Passé les deux premiers épisodes de la saison 1, qui ont un peu de mal à décoller, ceux qui ont mis le nez dedans ne peuvent en général plus en décoller, tant cette évocation très libre du héros légendaire Ragnar Lodbrok est fascinante. Nous sommes à la fin du 8e siècle et les « normands », à l’étroit sur leurs terres ont besoin d’élargir les horizons de leurs rapines. Pour cela, Ragnar Lodbrok se fie à son instinct, son intelligence et à ce que les dieux lui ont prédit…
Cette série canado-irlandaise est le fruit de Michael Hirst (à qui nous devons les fameux Tudors), et de la chaine britannique History. Elle est diffusée en France sur Canal. Finies les intrigues de cour et les frasques d’Henri VIII, nous sommes dans la Scandinavie médiévale (plus exactement au Danemark), un royaume morcelé en territoires commandés par des seigneurs (les Jarl), sous le règne du roi Horick (Donal Logue). C’est un monde dur, violent et cruel de guerriers qui préfèrent mourir au combat que dans leur lit et qui de toute façon ne craignent pas la mort puisqu’ils n’ont peur de rien, ce que les lecteurs d’Astérix savent déjà (cf Astérix et les Normands !).
Le genre épique et nordique est désormais en vogue sur petits et grands écrans, popularisé par les deux trilogies de Peter Jackson et la série Games of Thrones. Mais dans les deux cas, nous sommes dans la Fantasy, où presque tout est permis. Dans le cas de Vikings, nous sommes en Europe et il s’agit plus ou moins de notre propre histoire, abondamment romancée et mythifiée.

**Lignes de données**
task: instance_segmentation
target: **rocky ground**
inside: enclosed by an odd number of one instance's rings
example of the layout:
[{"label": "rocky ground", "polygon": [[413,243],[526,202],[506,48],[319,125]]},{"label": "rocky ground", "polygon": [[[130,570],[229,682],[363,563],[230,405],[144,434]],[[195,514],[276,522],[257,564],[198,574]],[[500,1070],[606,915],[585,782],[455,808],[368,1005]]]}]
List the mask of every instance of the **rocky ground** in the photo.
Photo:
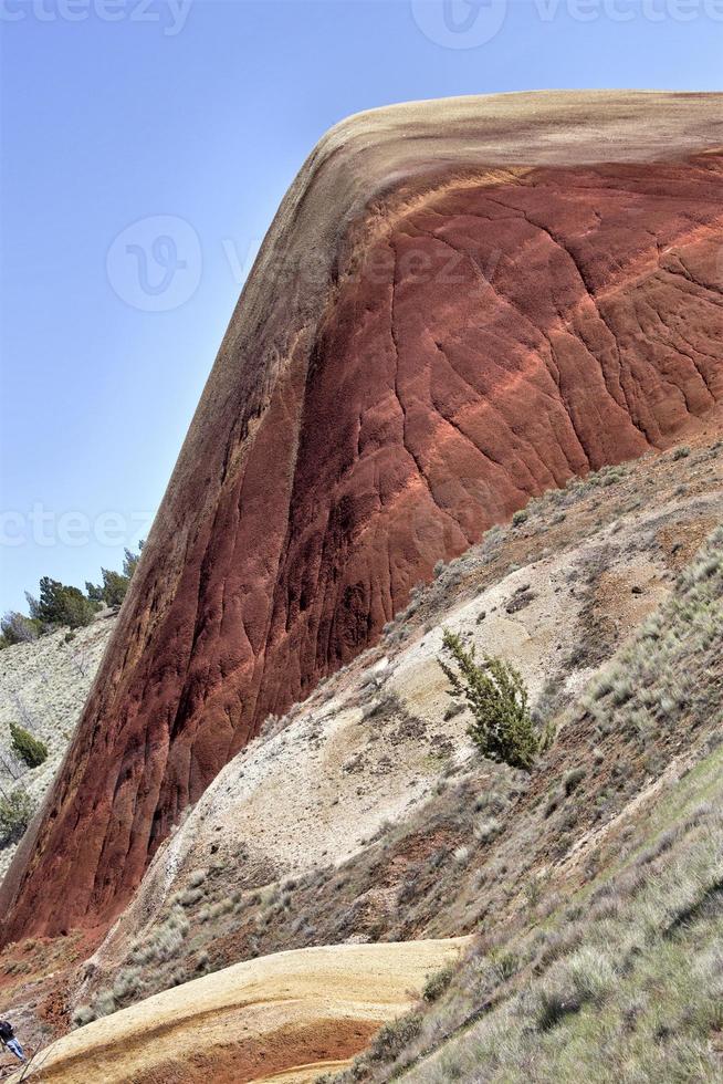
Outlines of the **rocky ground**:
[{"label": "rocky ground", "polygon": [[[563,726],[723,518],[713,435],[551,491],[440,566],[377,647],[224,769],[99,945],[3,952],[0,989],[25,1034],[42,1046],[74,1013],[280,950],[479,932],[515,921],[537,880],[584,884],[680,742],[661,731],[633,754],[568,726],[532,776],[481,760],[437,664],[441,629],[514,661],[539,717]],[[600,755],[618,767],[600,772]]]},{"label": "rocky ground", "polygon": [[279,952],[140,1002],[36,1059],[57,1084],[311,1081],[342,1067],[469,938]]},{"label": "rocky ground", "polygon": [[[57,771],[115,625],[99,614],[86,628],[59,629],[0,652],[0,789],[22,788],[38,806]],[[13,753],[10,723],[29,730],[48,747],[48,760],[30,770]],[[0,850],[0,877],[14,845]]]}]

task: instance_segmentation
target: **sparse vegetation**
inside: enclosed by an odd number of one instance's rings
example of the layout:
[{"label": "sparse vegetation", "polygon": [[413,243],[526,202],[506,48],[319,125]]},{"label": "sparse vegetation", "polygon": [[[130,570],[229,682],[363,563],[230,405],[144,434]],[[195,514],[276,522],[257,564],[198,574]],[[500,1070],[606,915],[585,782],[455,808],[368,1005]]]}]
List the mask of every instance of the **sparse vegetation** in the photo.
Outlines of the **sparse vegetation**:
[{"label": "sparse vegetation", "polygon": [[20,840],[32,820],[34,805],[28,792],[15,788],[10,794],[0,794],[0,847]]},{"label": "sparse vegetation", "polygon": [[450,682],[450,696],[464,698],[472,711],[469,734],[480,752],[530,771],[545,741],[533,721],[520,671],[489,655],[475,663],[474,648],[467,648],[462,637],[449,629],[442,644],[451,663],[440,658],[439,665]]},{"label": "sparse vegetation", "polygon": [[10,723],[12,751],[28,768],[39,768],[48,760],[48,746],[17,722]]},{"label": "sparse vegetation", "polygon": [[29,617],[10,611],[0,619],[0,649],[36,639],[38,636],[62,626],[75,629],[90,625],[103,605],[117,608],[128,590],[142,549],[143,541],[138,543],[138,553],[125,551],[122,573],[102,569],[103,584],[97,586],[86,583],[85,594],[80,587],[43,576],[38,597],[25,592]]}]

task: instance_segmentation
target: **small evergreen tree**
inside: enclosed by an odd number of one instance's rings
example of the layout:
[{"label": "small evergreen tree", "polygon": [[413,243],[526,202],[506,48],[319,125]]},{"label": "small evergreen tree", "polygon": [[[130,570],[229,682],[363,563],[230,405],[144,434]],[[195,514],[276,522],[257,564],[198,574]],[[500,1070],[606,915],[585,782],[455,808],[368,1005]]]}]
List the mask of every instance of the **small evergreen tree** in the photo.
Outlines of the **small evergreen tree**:
[{"label": "small evergreen tree", "polygon": [[123,572],[113,572],[111,569],[101,569],[103,585],[92,583],[85,584],[88,598],[105,603],[114,609],[117,608],[126,596],[130,580],[140,560],[143,542],[138,543],[138,553],[132,550],[125,551],[123,559]]},{"label": "small evergreen tree", "polygon": [[32,799],[22,788],[12,791],[9,796],[0,795],[0,847],[10,846],[21,838],[33,813]]},{"label": "small evergreen tree", "polygon": [[80,628],[90,625],[97,609],[97,603],[87,598],[78,587],[69,587],[43,576],[40,581],[40,598],[27,594],[30,616],[42,625],[70,625]]},{"label": "small evergreen tree", "polygon": [[103,575],[103,600],[106,606],[119,606],[126,596],[130,581],[119,572],[112,572],[109,569],[101,569]]},{"label": "small evergreen tree", "polygon": [[546,739],[533,722],[520,671],[489,655],[475,663],[474,648],[467,648],[449,629],[444,629],[442,646],[450,661],[438,661],[452,687],[449,695],[464,697],[472,709],[468,731],[472,741],[490,760],[528,772]]},{"label": "small evergreen tree", "polygon": [[38,639],[40,628],[38,622],[11,609],[0,618],[0,634],[3,647],[8,647],[11,644],[27,644],[31,639]]},{"label": "small evergreen tree", "polygon": [[48,746],[44,741],[33,738],[29,730],[17,722],[10,723],[12,750],[28,768],[39,768],[48,760]]}]

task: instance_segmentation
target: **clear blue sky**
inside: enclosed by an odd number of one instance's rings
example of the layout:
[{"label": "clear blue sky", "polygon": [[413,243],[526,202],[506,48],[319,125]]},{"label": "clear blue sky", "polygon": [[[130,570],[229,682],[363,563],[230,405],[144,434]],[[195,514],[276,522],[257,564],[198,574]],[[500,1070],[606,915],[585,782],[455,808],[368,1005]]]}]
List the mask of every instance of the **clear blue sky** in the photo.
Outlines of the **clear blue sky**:
[{"label": "clear blue sky", "polygon": [[1,609],[43,574],[96,580],[146,533],[249,261],[329,125],[723,81],[723,0],[0,0],[0,35]]}]

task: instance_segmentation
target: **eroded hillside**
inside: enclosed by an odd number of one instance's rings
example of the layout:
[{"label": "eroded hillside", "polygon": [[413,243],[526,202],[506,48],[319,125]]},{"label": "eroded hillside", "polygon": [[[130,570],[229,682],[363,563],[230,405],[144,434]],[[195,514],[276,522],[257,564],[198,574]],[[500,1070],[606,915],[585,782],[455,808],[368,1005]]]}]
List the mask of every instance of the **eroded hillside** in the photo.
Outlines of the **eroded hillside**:
[{"label": "eroded hillside", "polygon": [[[722,505],[723,446],[702,440],[552,491],[438,569],[377,648],[228,765],[90,960],[76,938],[3,953],[3,1003],[41,1047],[72,1012],[103,1018],[51,1050],[51,1078],[80,1080],[97,1057],[124,1078],[130,1043],[158,1084],[223,1059],[264,1080],[239,1045],[254,1025],[223,969],[460,934],[476,935],[468,961],[379,1033],[350,1080],[406,1066],[439,1084],[523,1080],[534,1063],[541,1080],[583,1064],[612,1081],[627,1059],[643,1078],[693,1059],[696,1078],[717,1078]],[[442,627],[504,652],[556,720],[531,775],[474,752],[434,661]],[[177,1050],[206,1026],[185,986],[205,973],[208,997],[240,998],[233,1035],[221,1013],[221,1062],[164,1067],[144,999],[170,988]],[[311,1066],[290,1080],[311,1080],[325,1034],[282,1021],[268,1049]]]},{"label": "eroded hillside", "polygon": [[322,140],[3,884],[6,942],[107,926],[266,716],[374,644],[438,560],[702,430],[722,145],[716,95],[629,93],[396,106]]},{"label": "eroded hillside", "polygon": [[[114,625],[115,615],[107,613],[75,633],[61,629],[0,652],[0,790],[4,794],[22,789],[33,807],[42,802],[73,737]],[[44,763],[33,769],[23,763],[13,751],[10,723],[44,742]],[[0,850],[0,878],[15,846],[8,843]]]}]

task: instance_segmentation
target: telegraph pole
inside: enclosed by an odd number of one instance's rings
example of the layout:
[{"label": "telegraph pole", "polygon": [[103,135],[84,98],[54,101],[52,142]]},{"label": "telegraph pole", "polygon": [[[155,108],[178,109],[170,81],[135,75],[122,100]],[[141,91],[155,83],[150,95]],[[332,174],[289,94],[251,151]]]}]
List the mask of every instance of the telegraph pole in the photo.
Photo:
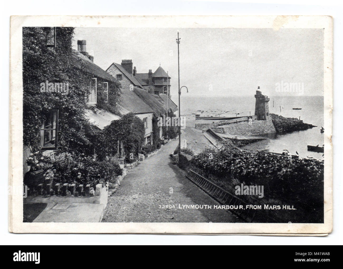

**Consigne de l'exercice**
Prolongez le texte consacré à la série Vikings en reprenant juste après sa dernière phrase.

**Corrigé**
Ragnar Lodbrok (Ragnar aux braies velues) a bel et bien existé et son histoire est notamment racontée dans la Gesta Danorum, la geste des Danois, écrite en latin dans les années 1200 par le poète et historien danois Saxo Grammaticus. Mélange de poèmes, de récits sur les mythes et les dieux nordiques, de biographies des rois et héros danois, c’est un livre fondateur pour la culture danoise, même si de nos jours, l’exactitude historique en est contestée. L’histoire contée dans la série s’éloigne elle aussi des sources, offrant une sorte de « condensé » de différents héros vikings, mélangeant un peu les faits, les époques et les dynasties, et donnant une interprétation assez personnelle du début des grandes invasions.
Ragnar Lodbrok est un guerrier/fermier, marié à Laguertha (Katheryn Winnick), une ancienne skjaldmö (guerrière) qui lui a jadis sauvé la vie. Il est, au début de la série, père de deux enfants. Outre ses activités sédentaires en hiver, il a l’habitude d’aller à la belle saison piller les contrées de l’est avec ses compagnons et son frère Rollo (Clive Standen) pour le bénéfice de son jarl, Haraldson (Gabriel Byrne). Mais Ragnar est futé et ambitieux. D’après les prédictions de son devin, il serait le fils d’Odin et promis à un destin exceptionnel. Avec l’aide de son ami le constructeur de bateaux Flocki (le génial Gustaf Stargård) et d’une boussole rudimentaire, Ragnar décide contre la volonté de son Jarl, d’aller à l’ouest, en Angelterre, destination jusqu’ici inexplorée, pour se saisir de nouvelles richesses. Son ascension, son aventures (et ses ennuis) commencent.
En fait les hommes du nord n’étaient pas tout à fait, comme le prétend la série, cette peuplade isolée du reste de l’Europe avec qui ils étaient depuis longtemps en relations commerciales. Il est communément acquis que les invasions normandes furent plutôt la conséquence de la politique de conversion forcée initiée par Charlemagne qui voulait anéantir le paganisme en exerçant par le fer et le feu un terrible pouvoir de persuasion. Un désir de représailles plus qu’un besoin d’acquérir des richesses expliquerait la haine des Vikings pour tout ce qui touchait à la chrétienté (sentiment très présent dans la série) et le fait qu’ils s’attaquaient surtout aux lieux saints, aux couvents et aux abbayes, comme on le voit d’ailleurs dans Vikings.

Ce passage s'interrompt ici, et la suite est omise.